- [TASKS AND EXERCISES]:
1 – In the nursing project excerpt, who makes the patient assignments on the floor?
2 – Pick up the nursing project excerpt after its last sentence and continue writing it.

- [SOURCE EXTRACT]:

__________

Clean supplies and dirty utility rooms are small and crowded. There is a conference room housing copy machines, two computers, printed forms, and stationery supplies. The lounge has a bathroom, lockers, a small conference table for shift huddles, wall space for announcements, and large windows with a view. There are no staff meetings or interdisciplinary rounds. RNs generally start out with four patients and are usually open for an admit if the census is not full.
The charge RN does not have a patient assignment. There is generally a resource RN for break coverage and whatever assistance may be needed such as blood sugar checks and other help, and one ward clerk. There are 14 total nursing technicians working 12-hour shifts with five patients per assignment. Patients are admitted from the emergency department, voluntary pre-op, and post-op from the recovery unit. The floor accepts county prisoners, handcuffed in a private room with three police personnel. Assignments are made by the departing charge RN using pre-printed hand-off templates with patient stickers. The report is given at the bedside unless contra-indicated.
Census and assignments are on a whiteboard at the main nurse’s station. There is an office for case managers and another shared by occupational and physical therapy.
HCAHPS as previously mentioned provided the impetus for the project and a source of metric measurement for assessment and goal. Patient, RN, and interdisciplinary questionnaires provided the assessment of the present state of pain management and the utilization of the whiteboard. These inquiries will be repeated post-intervention to assess if any progress has been made. Shadowing both shifts on four occasions provided both a first-hand view of RN workflow and an opportunity to assess how the intervention could be accommodated efficiently.
The PICO statement used was: In an adult post-surgical patient on a post-surgical floor, can the use of the whiteboard to communicate prn medication due times increase patient satisfaction with pain management as compared to not using the whiteboard?
The 11 articles in this literary review range from 2009 to 2015 and give information on the problem of pain management, the roles of communication between healthcare professionals and the patient in pain management, the use of whiteboards in pain management, and the specific benefits of recording pain medication times are given and available on the patient whiteboard.
Searches were done on Fusion, CINAHL, Medline, Google Scholar, and Pub-Med using keywords; nurs* pain management, pain management, whiteboard*, pain communication, surgical patient, and inpatient pain. References were also found by looking at lists of references from found articles and asking colleagues for reference information.
Bell and Duffy (2009) elucidate barriers for pain assessment and management in their literature review Pain Assessment and Management in Surgical Nursing: A Literature Review. They indicate that pain continues to be a problem despite advances in treatment strategies, impeding patient healing and even delay discharge. They contend that education alone will not improve management, but rather improvement projects and clinical audits will.
Glowacki (2015) in her article Effective Pain Management and Improvements in
Patient’s Outcomes and Satisfaction relates effective pain management to improved patient
outcomes and satisfaction using the National Database of Nursing Quality Indicators following participation in a study from Mercy Hospital of Buffalo, Buffalo, New York.

__________

- [SOURCE DATA]:
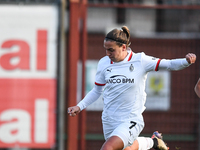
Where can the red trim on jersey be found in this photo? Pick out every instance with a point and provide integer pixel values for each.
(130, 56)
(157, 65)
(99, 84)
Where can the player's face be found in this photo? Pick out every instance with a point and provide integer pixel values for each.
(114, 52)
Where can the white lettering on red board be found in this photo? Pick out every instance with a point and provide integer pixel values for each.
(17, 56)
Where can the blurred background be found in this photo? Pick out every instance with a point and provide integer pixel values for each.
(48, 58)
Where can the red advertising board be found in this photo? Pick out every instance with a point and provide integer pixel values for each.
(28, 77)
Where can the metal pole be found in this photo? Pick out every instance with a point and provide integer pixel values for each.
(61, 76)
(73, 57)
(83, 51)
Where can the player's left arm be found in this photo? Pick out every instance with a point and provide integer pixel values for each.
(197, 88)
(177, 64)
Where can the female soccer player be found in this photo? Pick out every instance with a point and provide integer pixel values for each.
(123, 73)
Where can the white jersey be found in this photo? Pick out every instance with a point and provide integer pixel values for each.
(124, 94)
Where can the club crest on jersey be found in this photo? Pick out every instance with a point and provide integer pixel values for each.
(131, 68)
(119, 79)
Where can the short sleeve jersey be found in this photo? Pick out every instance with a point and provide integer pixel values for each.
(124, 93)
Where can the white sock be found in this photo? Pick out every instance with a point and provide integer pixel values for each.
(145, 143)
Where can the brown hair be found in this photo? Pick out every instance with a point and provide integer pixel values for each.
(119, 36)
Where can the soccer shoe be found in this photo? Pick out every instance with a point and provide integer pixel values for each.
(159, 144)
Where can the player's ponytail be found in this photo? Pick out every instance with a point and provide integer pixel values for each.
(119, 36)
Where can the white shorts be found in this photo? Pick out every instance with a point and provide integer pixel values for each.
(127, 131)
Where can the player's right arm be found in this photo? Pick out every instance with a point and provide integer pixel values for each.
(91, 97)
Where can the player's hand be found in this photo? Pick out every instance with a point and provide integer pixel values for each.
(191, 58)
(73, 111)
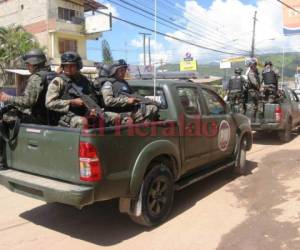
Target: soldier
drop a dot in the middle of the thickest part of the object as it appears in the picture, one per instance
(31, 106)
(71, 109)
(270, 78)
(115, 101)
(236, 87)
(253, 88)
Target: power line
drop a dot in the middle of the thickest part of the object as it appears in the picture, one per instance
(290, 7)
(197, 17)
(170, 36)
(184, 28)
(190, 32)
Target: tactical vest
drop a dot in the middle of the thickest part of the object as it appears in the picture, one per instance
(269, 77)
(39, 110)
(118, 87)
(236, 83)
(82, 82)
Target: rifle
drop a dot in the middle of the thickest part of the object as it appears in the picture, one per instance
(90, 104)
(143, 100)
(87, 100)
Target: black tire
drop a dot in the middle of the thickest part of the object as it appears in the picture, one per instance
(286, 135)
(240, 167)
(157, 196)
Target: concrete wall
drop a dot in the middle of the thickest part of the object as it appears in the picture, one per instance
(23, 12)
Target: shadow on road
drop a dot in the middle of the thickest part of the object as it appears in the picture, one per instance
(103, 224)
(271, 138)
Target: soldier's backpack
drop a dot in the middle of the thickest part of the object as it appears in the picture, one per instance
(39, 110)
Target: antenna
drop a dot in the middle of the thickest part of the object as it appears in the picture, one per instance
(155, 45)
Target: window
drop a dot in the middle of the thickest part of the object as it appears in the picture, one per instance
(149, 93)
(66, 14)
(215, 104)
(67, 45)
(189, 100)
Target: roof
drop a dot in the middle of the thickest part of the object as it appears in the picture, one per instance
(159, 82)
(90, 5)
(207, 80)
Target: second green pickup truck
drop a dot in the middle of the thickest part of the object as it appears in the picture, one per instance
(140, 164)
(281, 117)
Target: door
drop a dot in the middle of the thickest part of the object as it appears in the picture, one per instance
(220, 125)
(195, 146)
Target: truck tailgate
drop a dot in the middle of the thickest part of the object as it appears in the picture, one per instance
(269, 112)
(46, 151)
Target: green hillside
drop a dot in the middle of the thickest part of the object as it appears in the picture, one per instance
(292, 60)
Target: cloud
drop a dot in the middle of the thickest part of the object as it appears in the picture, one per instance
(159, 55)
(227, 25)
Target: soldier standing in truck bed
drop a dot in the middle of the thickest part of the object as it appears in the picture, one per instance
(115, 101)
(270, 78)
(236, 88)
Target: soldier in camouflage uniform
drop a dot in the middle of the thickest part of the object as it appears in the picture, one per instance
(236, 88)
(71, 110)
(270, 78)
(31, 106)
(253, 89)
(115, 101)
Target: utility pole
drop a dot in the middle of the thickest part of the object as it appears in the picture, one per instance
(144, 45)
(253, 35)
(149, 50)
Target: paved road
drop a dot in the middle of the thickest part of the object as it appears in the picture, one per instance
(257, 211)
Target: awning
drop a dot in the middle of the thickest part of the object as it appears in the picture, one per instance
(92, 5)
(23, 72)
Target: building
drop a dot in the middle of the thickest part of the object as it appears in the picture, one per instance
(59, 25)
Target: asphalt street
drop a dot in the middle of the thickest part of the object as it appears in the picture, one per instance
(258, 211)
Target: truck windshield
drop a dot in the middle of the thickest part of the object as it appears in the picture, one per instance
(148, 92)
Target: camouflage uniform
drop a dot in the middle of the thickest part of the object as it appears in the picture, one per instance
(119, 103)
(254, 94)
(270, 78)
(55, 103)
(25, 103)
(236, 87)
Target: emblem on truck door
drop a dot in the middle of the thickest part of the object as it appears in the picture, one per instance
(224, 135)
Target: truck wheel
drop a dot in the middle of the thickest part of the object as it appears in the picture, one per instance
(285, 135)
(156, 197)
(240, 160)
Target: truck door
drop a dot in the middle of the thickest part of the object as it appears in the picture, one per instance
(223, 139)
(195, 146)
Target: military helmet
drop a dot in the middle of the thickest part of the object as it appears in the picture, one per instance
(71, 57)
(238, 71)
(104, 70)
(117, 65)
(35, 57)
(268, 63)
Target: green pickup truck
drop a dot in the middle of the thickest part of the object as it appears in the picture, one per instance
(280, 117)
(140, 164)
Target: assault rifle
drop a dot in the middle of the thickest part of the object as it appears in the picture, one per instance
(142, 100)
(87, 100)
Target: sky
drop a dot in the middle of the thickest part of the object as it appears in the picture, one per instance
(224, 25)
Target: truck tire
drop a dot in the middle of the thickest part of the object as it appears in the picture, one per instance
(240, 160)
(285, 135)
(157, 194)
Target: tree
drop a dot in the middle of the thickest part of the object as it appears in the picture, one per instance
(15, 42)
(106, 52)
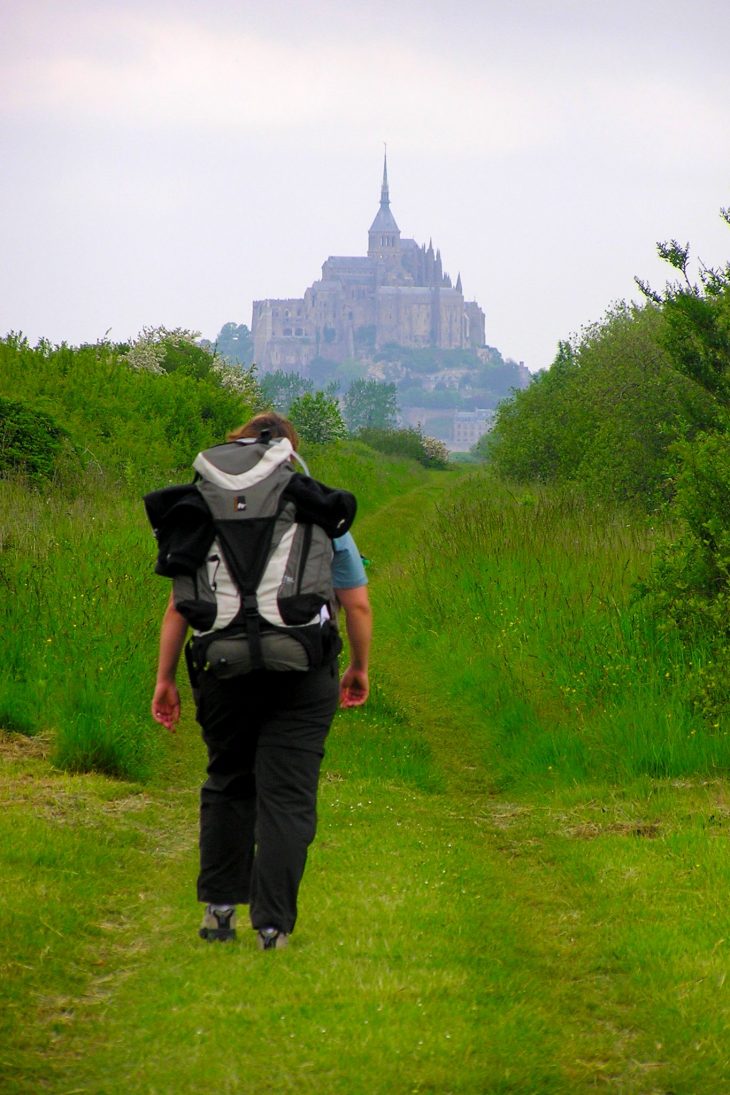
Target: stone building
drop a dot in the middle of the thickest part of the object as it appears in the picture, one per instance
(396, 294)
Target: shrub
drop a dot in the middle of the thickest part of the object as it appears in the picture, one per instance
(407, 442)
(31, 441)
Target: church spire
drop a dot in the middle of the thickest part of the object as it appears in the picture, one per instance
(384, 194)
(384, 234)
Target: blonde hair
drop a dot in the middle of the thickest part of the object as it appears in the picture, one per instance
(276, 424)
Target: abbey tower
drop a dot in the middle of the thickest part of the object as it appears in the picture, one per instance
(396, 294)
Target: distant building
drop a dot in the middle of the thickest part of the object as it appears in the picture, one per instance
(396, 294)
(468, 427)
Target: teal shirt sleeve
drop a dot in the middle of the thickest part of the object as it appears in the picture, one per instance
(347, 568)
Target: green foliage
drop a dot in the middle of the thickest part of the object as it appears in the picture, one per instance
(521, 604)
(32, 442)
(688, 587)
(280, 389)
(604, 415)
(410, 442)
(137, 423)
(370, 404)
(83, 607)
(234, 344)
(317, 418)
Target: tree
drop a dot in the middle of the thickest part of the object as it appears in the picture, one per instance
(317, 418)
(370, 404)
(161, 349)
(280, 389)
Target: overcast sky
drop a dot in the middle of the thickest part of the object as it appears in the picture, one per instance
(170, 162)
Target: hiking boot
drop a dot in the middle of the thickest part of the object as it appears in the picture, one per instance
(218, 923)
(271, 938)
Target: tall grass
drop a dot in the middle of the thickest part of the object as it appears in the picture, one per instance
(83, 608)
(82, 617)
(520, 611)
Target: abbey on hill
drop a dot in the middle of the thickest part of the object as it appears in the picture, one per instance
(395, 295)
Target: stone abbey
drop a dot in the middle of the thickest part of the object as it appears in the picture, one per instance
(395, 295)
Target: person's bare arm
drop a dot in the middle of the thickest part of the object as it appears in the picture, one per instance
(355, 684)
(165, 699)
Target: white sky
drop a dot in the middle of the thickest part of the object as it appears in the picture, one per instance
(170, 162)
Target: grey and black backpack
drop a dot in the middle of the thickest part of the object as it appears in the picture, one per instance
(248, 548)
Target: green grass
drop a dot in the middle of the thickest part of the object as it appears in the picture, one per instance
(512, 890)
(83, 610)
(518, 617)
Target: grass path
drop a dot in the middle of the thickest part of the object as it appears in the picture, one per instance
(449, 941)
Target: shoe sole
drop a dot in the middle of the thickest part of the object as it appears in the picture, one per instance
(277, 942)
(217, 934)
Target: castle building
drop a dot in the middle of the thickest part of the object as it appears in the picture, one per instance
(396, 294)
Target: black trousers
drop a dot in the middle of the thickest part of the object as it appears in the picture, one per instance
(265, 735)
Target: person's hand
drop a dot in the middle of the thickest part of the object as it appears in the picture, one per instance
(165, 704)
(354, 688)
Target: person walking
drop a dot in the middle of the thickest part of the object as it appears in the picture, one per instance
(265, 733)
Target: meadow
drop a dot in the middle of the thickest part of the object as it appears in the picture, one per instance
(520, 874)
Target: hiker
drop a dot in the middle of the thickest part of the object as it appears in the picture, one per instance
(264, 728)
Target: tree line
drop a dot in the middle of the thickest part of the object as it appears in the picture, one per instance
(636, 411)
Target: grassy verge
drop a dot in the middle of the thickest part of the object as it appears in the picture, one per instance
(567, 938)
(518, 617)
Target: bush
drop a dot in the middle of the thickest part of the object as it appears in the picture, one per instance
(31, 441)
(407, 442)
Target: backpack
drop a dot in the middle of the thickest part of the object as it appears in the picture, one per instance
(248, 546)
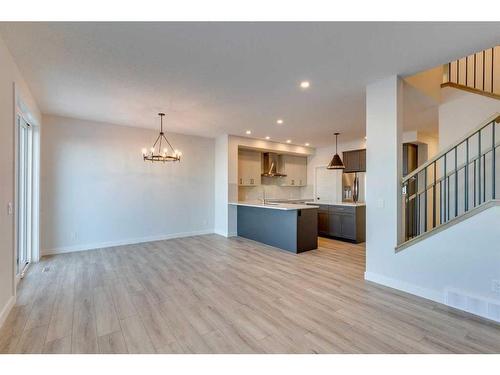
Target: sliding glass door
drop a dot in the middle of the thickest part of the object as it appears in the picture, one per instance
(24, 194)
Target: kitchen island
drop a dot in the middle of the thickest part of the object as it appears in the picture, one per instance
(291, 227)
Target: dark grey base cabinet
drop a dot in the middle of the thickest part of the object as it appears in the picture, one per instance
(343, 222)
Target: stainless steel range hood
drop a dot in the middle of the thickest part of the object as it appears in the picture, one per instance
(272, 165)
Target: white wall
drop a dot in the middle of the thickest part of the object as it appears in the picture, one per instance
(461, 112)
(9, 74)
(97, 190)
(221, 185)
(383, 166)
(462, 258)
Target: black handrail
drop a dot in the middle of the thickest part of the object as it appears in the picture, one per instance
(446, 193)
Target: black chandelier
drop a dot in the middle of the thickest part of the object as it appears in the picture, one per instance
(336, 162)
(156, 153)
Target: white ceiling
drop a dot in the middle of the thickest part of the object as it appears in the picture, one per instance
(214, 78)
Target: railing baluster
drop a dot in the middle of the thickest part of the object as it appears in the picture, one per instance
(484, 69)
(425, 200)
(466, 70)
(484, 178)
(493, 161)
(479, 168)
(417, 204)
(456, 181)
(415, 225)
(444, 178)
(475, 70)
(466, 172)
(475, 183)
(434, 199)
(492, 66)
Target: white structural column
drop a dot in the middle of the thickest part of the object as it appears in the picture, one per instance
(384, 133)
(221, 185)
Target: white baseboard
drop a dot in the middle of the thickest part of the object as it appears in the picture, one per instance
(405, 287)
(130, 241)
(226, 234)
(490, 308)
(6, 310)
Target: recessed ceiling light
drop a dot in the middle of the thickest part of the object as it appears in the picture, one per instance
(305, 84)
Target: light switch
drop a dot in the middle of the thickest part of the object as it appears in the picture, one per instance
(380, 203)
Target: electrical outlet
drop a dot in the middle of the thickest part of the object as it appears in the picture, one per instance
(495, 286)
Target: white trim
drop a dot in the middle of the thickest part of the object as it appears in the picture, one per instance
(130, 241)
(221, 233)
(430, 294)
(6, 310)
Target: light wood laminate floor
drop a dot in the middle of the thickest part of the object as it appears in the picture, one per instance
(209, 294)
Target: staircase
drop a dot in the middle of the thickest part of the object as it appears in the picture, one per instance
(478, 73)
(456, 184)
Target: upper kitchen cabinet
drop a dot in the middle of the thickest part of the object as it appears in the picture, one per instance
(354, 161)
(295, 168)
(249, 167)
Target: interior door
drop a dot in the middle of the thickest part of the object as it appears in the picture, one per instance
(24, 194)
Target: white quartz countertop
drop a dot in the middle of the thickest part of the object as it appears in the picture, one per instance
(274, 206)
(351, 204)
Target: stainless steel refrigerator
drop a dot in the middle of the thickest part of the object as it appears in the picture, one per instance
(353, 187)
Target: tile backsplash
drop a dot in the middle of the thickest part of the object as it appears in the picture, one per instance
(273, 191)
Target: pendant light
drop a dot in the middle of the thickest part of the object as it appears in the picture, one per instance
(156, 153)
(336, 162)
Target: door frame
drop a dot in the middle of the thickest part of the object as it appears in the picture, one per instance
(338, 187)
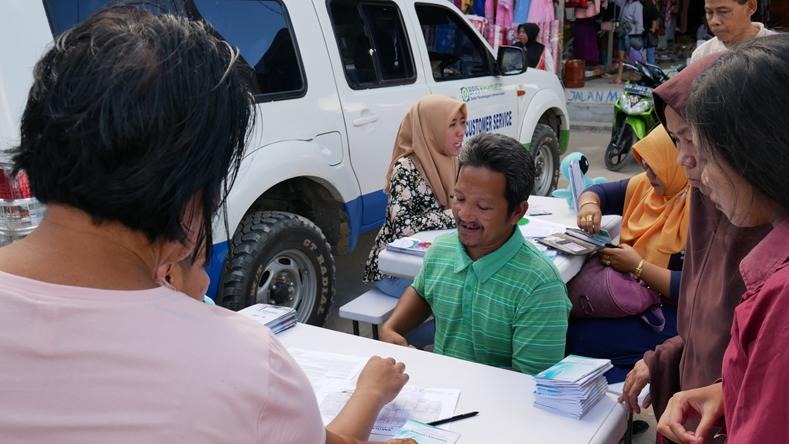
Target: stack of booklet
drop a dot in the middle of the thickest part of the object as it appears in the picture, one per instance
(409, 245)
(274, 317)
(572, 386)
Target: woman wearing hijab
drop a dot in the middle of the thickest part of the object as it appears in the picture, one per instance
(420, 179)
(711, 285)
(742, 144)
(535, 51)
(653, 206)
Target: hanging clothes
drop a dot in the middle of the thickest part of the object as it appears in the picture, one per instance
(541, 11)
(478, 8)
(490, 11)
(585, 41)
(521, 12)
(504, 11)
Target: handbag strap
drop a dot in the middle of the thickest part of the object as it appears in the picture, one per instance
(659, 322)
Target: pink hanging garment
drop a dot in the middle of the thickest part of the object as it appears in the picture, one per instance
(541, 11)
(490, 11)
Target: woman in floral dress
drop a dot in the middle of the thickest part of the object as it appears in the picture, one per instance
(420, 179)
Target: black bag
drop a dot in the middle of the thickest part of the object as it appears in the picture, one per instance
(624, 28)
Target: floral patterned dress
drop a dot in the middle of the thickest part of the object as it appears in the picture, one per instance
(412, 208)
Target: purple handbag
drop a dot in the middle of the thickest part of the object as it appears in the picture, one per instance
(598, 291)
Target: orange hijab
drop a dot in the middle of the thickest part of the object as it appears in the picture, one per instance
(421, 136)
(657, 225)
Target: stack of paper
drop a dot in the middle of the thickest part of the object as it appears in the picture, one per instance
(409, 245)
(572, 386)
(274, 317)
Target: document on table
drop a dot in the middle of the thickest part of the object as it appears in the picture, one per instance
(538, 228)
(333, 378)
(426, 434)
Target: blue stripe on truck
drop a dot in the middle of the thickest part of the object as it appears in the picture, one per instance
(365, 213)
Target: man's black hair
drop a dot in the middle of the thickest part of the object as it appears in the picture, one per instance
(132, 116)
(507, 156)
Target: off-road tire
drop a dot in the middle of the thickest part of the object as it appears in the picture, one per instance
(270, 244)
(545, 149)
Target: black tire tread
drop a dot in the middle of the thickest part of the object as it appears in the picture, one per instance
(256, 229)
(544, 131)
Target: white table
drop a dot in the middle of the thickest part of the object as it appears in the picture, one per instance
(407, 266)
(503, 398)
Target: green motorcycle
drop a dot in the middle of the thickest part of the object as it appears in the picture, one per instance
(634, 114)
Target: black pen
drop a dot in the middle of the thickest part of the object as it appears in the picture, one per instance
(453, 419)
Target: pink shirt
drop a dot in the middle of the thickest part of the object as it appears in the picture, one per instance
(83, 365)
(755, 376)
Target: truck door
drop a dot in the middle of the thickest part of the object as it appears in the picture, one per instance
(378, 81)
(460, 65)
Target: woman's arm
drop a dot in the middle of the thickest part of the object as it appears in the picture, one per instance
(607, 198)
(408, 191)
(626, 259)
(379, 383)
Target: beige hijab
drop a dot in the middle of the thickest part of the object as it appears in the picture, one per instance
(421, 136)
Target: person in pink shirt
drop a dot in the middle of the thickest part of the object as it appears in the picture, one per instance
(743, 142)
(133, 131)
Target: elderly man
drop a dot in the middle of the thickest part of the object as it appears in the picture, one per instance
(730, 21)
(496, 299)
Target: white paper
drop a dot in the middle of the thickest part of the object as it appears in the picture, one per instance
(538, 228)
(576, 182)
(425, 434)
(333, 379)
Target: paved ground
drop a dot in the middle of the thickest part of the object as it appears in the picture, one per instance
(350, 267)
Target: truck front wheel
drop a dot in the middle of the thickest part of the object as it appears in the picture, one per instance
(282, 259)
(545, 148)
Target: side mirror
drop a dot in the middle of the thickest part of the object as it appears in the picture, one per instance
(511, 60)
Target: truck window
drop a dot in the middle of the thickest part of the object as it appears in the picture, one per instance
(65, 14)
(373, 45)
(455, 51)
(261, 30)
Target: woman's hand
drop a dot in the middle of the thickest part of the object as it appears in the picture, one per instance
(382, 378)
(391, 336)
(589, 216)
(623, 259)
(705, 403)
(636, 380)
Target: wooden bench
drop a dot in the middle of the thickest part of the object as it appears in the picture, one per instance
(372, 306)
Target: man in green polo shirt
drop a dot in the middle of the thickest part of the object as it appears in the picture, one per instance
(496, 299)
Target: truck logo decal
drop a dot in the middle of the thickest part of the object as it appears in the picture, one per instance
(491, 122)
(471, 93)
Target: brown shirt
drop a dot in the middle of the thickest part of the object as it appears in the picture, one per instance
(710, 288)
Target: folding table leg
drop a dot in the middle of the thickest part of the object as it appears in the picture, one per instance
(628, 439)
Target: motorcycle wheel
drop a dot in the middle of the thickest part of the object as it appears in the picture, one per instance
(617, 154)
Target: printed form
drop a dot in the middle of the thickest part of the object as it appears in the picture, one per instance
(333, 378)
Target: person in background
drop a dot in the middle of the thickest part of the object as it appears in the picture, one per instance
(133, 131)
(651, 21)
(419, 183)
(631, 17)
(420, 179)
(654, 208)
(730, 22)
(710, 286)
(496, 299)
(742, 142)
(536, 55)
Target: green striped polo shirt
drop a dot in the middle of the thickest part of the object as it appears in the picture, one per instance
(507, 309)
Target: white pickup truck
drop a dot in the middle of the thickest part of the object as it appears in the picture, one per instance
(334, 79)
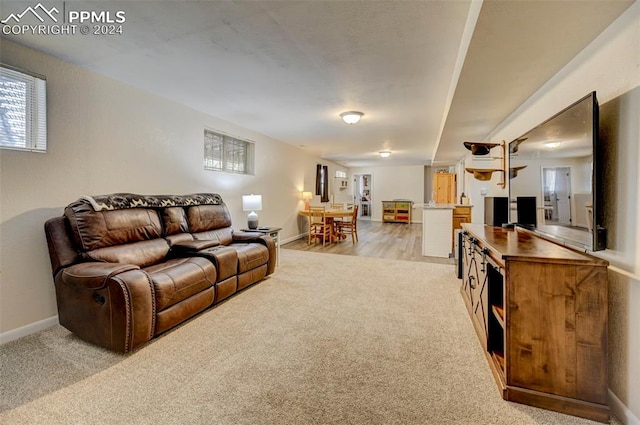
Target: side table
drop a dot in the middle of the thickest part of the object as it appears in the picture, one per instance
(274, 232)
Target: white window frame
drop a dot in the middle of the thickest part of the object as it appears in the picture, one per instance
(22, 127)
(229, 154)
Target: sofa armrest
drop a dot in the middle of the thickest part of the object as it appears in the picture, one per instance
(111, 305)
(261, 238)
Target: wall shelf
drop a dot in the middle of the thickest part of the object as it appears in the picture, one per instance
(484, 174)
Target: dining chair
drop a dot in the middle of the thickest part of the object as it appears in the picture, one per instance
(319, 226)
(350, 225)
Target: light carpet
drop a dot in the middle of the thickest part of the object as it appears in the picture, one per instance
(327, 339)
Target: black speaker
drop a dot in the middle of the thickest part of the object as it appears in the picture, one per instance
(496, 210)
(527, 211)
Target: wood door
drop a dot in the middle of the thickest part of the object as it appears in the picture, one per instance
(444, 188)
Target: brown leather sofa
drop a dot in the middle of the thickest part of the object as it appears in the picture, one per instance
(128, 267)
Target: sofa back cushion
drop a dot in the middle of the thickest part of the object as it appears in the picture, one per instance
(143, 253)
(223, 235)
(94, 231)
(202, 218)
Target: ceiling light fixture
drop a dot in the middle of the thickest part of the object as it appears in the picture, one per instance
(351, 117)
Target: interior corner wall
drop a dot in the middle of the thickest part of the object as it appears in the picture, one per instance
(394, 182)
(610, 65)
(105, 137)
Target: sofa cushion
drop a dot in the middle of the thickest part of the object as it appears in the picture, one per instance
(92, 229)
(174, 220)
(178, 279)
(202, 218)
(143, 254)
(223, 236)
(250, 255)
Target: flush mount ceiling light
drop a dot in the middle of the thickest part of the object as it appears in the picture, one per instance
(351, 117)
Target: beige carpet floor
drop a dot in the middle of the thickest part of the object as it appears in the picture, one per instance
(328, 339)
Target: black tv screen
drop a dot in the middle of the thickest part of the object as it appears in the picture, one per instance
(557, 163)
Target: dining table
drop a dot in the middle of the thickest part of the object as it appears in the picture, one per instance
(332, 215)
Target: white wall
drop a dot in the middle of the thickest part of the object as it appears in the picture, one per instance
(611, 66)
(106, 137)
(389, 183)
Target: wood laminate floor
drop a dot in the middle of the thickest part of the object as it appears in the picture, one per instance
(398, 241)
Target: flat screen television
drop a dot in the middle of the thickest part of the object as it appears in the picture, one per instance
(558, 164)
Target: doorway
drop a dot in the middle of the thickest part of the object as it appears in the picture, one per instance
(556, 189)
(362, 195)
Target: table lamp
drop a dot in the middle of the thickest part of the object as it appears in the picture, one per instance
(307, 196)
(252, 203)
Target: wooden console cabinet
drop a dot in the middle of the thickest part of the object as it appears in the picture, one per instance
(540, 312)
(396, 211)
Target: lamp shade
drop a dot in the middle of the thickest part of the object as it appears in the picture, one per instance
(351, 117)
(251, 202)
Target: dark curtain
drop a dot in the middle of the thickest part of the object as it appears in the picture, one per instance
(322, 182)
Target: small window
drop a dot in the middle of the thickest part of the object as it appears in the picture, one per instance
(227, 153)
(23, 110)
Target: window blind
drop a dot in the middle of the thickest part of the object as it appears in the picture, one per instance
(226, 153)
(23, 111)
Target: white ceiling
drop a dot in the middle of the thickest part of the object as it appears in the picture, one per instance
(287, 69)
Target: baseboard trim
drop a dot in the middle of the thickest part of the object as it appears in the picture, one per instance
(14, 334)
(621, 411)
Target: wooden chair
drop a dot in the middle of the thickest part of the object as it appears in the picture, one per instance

__________

- [ANSWERS PER TASK]:
1 – The departing charge RN.

2 –
In Evaluating the Influence of Perceived Pain Control on Patient Satisfaction in a Hospital Setting, Craig, Otani, and Hermann (2015) assert that nursing care has the highest impact and correlation on pain management satisfaction with nursing communication skills a priority for improving nursing levels of care. They used HCAHPs and questions mailed to patients regarding their experiences, from 32 not-for-profit hospitals in the United States.
Kastanias, Robinson, Sabo, and Smith (2009) conducted a descriptive quantitative study, What Do Adult Surgical Patients Really Want to Know About Pain and Pain Management? using day surgery patients surveyed by telephone 72 hours after discharge. They conclude that patients strongly desire information on pain and its management, including pain expectations.
A literary search by Manias (2010) Medication Communication: A Concept Analysis investigates medication communication with an emphasis on nursing. She analyzes important aspects of nurse/patient/ family communication identifying necessary transparency in the collaboration with patients for implementation of care.
Massaro’s (2013) Whiteboards: An Innovative Tool for Patient-Centered Communication, is a short summary of findings from a convention of The Association of Women’s Health, Obstetric, and Neonatal Nurses. The author finds that the use of whiteboards improved communication in an obstetric ward with positive patient reactions.
Sehgal, Green, Vidyarthi, Blegen, and Wachter (2010) study, Patient Whiteboards as a Communication Tool in the Hospital Setting: A Survey of Practices and Recommendations, surveyed nurses, bedside nurses, internal medical staff, and hospitalists in three medical units at UCSF medical center regarding whiteboard use and its impact on patient care. They assert that
whiteboards improve communication amongst the healthcare team and with the patient. They recommend auditing use and incorporating feedback as important for success.
Singh, et al. (2011) conducted a study, It’s the Writing on the Wall: Whiteboards Improve Inpatient Satisfaction with Provider Communication. Whiteboards were placed in four medical wards in a 430-bed urban academic medical center with Press-Ganey scores obtained before and after placement. Seven surgical wards were also surveyed without the use of whiteboards as a natural experiment. They postulated that whiteboards promote communication and are an effective route for information sharing among patients and staff.
Tan, Evans, Braddock, & Shieh’s (2013) study, Patient Whiteboards to Improve Patient-Centered Care in the Hospital, found that whiteboards help with staff communication and patient satisfaction. They conducted a three-week pilot of whiteboard use involving multi-disciplinary use and 104 inpatients. Surveys were done on 56 inpatients with whiteboards and 48 patients without, along with surveys of 40 healthcare staff. Whiteboards became visual reminders regarding plans of care.
Dearmon, et al. (2013) examined the effectiveness of a Transforming Care at Bedside initiative on a nursing floor in their study, Transforming Care at the Bedside (TCAB): Enhancing Direct care and Value-Added Care. It is a descriptive comparative study comparing a unit with care as usual against a unit whose staff-tested, adopted, and implemented improvement projects.
The specific intervention of recording pain medication time is given and the next available time on patient whiteboards was included. The boards were named “pain boards” and within a week, there were dozens of positive patient and family feedback instances.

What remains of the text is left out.